*** SELECTED TEXT ***
I'm a bit leery of referring to ME/CFS as a "concept" Feels uncomfortably close to idea or belief, and can illness belief be far behind?
I think that may be stretching things. Diabetes is a concept, disabled people is a concept. I am trying to make the point that ME/CFS is useful as a syndrome concept - the nature of which I go on to describe
Suggestions for a better title are welcome.
Would "The Conceptualisation of ME/CFS" work better? To me that slightly shifts the framing to an active academic endeavour in the mind of the reader and medicine/science generally, and away from a suggestion of "abnormal beliefs in patients' heads". It also positions it as a dynamic, developing process, with even our description of core features such as PEM potentially yet to be refined as mechanisms are uncovered.
This may need clarifying a bit. People do talk about fatigue, but the difference is that they describe feeling exhausted and ill, the way people do with 'flu.
I would delete this sentence and expand the first part of this paragraph, because it is a key concept: many of us feel that our experience cannot be reduced to even a more severe version of 'normal fatigue'
Yes it's definitely fatigue, but it's FATIGUE! - intransigent, just varying in intensity and associated with a feeling of being poisoned - that something is fundamentally wrong at a cellular level. How I might imagine the early stages of being in a cyanide gas chamber might feel.
*** End of SELECTED TEXT ***
*** RECORDS SUPPLIED ***
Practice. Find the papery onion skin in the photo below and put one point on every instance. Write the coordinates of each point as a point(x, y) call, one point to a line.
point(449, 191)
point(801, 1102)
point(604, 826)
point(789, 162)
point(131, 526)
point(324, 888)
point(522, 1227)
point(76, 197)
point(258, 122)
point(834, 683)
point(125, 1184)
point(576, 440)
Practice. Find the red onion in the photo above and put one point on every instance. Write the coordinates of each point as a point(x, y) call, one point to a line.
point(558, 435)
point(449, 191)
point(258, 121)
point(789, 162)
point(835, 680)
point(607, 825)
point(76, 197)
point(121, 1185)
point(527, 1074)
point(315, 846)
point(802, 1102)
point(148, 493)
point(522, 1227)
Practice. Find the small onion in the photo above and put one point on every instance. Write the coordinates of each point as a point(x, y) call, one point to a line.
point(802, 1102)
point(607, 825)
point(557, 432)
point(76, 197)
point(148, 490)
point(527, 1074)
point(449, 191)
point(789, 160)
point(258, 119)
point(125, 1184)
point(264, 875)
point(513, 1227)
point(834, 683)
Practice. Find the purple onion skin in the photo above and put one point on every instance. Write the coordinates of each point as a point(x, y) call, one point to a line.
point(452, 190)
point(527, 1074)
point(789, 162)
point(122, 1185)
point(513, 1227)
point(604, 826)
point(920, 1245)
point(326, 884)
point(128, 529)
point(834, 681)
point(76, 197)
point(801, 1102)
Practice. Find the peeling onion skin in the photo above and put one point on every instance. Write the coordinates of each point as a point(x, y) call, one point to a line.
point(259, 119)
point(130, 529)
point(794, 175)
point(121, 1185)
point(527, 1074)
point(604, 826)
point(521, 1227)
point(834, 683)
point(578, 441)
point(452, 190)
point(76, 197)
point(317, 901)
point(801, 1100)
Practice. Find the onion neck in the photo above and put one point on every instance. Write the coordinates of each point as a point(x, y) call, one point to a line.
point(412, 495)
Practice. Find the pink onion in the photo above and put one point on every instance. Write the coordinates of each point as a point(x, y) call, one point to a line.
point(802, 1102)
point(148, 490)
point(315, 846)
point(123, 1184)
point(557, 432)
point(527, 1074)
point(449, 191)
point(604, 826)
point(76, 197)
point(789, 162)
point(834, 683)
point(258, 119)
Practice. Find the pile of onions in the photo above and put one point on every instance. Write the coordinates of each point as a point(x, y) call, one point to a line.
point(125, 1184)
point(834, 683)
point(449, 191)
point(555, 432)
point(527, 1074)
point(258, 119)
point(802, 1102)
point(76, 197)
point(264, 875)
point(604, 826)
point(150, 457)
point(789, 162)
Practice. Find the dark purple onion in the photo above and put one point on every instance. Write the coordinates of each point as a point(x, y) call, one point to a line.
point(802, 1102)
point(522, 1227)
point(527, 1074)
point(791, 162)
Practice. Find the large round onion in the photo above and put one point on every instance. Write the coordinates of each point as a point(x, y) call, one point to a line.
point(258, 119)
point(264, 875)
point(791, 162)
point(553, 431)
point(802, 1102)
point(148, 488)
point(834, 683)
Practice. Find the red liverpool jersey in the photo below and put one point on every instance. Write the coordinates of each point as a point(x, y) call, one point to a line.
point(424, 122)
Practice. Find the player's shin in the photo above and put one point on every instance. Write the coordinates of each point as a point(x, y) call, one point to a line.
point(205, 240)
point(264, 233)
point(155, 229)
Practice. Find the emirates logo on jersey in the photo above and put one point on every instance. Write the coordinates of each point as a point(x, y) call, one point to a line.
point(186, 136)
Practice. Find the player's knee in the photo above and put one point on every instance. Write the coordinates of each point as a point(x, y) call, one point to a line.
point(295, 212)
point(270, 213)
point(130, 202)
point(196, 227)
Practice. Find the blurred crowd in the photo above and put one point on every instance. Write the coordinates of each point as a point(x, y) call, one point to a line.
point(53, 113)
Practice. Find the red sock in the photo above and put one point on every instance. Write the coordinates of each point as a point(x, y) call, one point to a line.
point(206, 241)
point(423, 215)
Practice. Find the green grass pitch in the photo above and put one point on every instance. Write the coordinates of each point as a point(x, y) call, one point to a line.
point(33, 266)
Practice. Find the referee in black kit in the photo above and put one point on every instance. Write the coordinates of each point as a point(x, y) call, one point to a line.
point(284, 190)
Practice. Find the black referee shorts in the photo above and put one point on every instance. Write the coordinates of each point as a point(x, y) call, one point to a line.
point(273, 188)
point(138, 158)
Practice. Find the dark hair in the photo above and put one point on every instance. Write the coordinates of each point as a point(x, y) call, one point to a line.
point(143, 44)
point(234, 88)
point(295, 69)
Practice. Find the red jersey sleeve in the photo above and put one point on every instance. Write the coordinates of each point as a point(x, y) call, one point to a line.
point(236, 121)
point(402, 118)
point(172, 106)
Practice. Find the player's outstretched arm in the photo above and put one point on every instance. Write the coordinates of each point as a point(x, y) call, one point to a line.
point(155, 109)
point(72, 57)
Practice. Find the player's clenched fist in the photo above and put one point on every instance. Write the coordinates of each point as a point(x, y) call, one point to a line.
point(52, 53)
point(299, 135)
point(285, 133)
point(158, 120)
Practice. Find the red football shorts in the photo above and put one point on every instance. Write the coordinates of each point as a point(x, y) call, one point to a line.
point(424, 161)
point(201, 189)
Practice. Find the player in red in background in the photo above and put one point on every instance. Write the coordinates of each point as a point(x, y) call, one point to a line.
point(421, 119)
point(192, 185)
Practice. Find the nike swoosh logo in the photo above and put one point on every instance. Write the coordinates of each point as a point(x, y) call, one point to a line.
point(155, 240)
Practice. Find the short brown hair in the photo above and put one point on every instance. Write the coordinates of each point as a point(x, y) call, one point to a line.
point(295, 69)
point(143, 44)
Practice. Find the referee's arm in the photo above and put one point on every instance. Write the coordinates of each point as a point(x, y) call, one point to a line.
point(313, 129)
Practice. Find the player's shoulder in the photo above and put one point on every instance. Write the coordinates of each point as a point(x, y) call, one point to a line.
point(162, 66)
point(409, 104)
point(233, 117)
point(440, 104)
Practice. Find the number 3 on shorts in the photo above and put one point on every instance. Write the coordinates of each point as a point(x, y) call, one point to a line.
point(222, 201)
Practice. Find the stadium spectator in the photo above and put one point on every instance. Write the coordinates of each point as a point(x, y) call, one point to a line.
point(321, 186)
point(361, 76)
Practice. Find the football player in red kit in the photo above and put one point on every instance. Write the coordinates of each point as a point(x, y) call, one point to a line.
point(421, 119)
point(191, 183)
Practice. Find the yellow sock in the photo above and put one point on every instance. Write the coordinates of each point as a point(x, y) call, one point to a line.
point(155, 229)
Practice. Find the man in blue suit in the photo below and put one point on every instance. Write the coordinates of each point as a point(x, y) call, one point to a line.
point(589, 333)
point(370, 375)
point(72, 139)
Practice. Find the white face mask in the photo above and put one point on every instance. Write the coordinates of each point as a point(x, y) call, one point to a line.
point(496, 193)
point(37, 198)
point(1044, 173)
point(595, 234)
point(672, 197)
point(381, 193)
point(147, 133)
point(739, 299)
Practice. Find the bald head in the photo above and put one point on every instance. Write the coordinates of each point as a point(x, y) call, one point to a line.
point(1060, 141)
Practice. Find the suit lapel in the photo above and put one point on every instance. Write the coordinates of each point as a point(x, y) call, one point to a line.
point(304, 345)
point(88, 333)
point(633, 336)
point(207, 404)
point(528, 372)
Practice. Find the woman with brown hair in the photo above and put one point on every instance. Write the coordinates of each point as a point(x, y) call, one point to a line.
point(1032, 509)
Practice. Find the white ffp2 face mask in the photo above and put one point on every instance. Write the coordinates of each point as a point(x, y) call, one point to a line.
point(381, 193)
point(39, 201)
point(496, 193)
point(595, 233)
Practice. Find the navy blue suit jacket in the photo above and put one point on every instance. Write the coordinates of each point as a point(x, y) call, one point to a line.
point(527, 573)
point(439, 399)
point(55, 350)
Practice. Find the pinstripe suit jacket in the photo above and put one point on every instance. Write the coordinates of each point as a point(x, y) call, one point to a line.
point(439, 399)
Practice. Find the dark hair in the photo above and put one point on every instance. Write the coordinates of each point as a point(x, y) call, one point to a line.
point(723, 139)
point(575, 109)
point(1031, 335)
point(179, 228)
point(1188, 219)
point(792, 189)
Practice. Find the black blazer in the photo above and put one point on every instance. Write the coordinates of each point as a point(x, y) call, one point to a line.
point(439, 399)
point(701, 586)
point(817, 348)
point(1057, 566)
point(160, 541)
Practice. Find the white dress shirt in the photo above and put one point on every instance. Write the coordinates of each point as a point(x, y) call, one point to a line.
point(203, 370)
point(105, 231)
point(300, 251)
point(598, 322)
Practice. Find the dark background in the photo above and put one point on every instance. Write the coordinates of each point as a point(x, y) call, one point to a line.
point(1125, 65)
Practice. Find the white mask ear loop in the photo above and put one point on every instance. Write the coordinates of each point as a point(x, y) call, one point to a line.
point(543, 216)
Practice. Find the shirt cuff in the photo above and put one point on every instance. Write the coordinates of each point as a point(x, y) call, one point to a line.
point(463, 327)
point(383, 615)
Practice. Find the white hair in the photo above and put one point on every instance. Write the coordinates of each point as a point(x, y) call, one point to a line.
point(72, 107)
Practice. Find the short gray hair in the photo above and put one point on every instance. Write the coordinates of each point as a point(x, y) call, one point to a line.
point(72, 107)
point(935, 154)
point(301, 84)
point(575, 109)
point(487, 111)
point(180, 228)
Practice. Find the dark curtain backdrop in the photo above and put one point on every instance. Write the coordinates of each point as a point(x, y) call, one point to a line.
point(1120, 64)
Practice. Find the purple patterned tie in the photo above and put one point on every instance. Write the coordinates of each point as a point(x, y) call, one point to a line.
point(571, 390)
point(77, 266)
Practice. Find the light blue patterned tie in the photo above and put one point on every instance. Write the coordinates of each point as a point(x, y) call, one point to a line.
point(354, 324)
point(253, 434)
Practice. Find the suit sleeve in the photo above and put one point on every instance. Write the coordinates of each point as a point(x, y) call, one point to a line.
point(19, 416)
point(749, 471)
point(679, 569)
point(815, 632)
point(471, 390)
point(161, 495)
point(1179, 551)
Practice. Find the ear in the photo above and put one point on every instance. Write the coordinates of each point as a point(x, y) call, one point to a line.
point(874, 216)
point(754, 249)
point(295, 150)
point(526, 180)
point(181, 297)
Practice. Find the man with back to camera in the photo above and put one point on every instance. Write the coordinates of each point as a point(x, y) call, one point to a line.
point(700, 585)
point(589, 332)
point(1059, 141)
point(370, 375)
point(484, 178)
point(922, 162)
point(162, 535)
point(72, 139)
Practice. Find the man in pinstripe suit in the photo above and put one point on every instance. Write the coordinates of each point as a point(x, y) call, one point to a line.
*** End of RECORDS SUPPLIED ***
TASK INSTRUCTIONS: Which alternative title is proposed in the discussion of ME/CFS? These entries were taken from a separate source.

RESULT OF THIS TASK: "The Conceptualisation of ME/CFS"